* [AIM OF THE TASK]:
According to the tobacco passage, what is this year's theme of World No Tobacco Day?

* [EXERCISE PASSAGE]:
This year, the theme of World No Tobacco Day is “Tobacco – A Threat To Development”, and the WHO campaign will be dedicated to showing the massive negative impact that tobacco use has in developing countries.
But tobacco isn’t just a threat to public health in lower-income nations. Though smoking rates have been falling dramatically over the last several decades in the US, tobacco use still remains a huge public health issue.
In 2005, around 20% of all adults smoked. In 2015, that number had been reduced to only 15%. Despite this, smoking is still the leading cause of preventable death in the US, and can cause dozens of harmful health issues.
In this article, we’ll take a look at 5 statistics that show the dangers of tobacco use, so that you can be better informed about the damage that tobacco causes among Americans.
- Smoking Is The #1 Cause Of Preventable Death In The US
Smoking causes more deaths than any other preventable disease in the US – smoking-related diseases caused approximately 1 in 5 preventable deaths.
These deaths aren’t just limited to smokers, either. The CDC estimates that around 480,000 smokers die from smoking-related diseases each year, and that 41,000 people die from the effects of secondhand smoke.

* [SUPPLIED MATERIAL]:
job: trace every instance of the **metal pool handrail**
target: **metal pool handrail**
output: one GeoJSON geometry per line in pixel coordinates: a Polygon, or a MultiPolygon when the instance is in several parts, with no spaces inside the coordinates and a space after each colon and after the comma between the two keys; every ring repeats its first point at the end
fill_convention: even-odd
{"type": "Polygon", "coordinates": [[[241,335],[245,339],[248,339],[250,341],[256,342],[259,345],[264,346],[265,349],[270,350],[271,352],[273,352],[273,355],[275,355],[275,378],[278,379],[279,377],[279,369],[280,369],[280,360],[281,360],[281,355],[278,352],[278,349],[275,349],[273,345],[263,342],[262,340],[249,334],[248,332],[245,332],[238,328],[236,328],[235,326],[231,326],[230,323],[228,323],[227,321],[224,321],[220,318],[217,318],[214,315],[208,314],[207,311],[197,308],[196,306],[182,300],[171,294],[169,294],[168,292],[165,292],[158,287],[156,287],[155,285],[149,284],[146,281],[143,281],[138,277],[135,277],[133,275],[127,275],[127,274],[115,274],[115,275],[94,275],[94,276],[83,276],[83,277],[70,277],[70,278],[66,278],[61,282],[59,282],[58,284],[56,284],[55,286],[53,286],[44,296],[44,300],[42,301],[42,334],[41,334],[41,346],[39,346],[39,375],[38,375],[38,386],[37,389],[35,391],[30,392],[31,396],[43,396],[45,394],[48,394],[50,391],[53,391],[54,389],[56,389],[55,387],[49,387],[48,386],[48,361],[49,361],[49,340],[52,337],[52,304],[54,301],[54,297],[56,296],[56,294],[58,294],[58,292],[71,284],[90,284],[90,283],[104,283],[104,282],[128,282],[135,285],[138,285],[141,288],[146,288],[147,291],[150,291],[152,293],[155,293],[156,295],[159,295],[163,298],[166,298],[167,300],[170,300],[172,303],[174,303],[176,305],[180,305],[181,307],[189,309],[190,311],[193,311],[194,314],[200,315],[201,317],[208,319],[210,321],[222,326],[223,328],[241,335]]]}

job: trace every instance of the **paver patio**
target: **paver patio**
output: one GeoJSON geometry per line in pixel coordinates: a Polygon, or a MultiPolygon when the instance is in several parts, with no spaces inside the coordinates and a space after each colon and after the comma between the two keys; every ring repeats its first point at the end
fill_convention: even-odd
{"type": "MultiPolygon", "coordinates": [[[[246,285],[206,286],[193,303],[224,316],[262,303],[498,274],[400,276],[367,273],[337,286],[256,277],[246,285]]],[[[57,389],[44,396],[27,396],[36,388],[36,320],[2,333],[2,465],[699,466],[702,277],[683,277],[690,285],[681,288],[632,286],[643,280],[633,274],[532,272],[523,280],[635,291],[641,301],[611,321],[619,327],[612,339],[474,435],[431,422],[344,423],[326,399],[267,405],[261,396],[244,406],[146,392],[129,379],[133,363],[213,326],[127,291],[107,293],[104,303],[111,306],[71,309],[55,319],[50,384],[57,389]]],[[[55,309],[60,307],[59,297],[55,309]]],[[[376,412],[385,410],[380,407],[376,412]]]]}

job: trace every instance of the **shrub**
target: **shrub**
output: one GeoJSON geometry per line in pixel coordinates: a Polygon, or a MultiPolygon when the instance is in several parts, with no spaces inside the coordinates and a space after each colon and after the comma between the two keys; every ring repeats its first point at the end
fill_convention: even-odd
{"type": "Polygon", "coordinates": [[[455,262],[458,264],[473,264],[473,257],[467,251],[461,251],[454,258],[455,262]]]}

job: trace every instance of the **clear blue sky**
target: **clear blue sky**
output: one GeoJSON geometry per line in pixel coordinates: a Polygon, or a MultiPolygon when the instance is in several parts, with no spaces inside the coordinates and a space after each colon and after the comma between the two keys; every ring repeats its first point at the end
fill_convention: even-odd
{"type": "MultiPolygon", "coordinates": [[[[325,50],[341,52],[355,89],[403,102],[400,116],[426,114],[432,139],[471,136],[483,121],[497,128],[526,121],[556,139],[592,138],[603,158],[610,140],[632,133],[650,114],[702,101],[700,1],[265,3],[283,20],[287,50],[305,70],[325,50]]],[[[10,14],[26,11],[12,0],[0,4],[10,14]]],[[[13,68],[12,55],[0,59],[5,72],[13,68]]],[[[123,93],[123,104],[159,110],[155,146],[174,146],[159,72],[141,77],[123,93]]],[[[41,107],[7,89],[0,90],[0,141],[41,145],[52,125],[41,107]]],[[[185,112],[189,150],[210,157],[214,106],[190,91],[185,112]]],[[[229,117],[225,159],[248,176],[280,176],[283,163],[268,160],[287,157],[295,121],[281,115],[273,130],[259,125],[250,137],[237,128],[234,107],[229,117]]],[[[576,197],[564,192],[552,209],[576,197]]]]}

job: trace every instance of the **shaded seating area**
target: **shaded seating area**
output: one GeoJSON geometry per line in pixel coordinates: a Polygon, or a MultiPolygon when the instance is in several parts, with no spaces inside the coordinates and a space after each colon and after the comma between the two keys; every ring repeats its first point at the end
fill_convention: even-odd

* [EXERCISE OUTPUT]:
"Tobacco – A Threat To Development"